DATA TO PROCESS start

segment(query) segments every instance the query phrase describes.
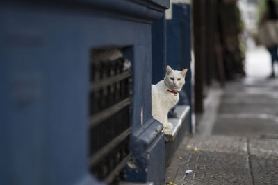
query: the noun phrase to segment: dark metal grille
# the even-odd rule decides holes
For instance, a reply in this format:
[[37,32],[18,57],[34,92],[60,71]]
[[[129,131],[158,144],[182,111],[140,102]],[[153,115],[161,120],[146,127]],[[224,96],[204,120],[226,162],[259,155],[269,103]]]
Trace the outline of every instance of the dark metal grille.
[[90,67],[89,166],[98,179],[109,184],[130,157],[131,71],[124,69],[124,57],[94,60],[101,51],[106,53],[92,51]]

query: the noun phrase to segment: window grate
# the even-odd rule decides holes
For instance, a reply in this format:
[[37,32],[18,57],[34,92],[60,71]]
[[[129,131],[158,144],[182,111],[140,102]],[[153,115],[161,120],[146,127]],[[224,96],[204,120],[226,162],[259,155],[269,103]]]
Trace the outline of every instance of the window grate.
[[119,49],[92,53],[89,167],[97,179],[109,184],[118,178],[130,157],[131,71]]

DATA TO PROCESS end

> PROBLEM DESCRIPTION
Reproduce every line of the entries above, requests included, multiplying each coordinate in the answers by 0.65 and rounding to whole numbers with halves going up. Keep the numbers in the requests and format samples unchanged, and leave the pictures out of your reply.

> FULL ANSWER
segment(query) segments every instance the query phrase describes.
query: the noun phrase to segment: dark metal grille
# the even-odd rule decides holes
For instance, a reply in this format:
[[37,32],[18,57],[34,92],[60,71]]
[[[129,131],[158,144],[182,111],[140,102]],[[153,115],[161,120],[146,127]],[[224,96],[204,120],[226,162],[259,155],[269,103]]]
Trace the outline of every instance of the dark metal grille.
[[59,44],[58,108],[64,116],[71,120],[85,102],[85,46],[81,45],[81,37],[61,39],[66,33],[69,34],[60,33]]

query: the noun phrase to segment: window grate
# the even-odd rule decides holes
For instance, a reply in this format:
[[37,32],[18,57],[34,92],[60,71]]
[[[129,131],[158,144],[182,111],[140,102]],[[153,115],[161,120],[146,127]],[[224,96],[204,120],[226,162],[259,155],[269,103]]]
Trace the outline of every instance of the window grate.
[[77,32],[60,34],[58,109],[63,116],[71,120],[77,116],[85,102],[85,46]]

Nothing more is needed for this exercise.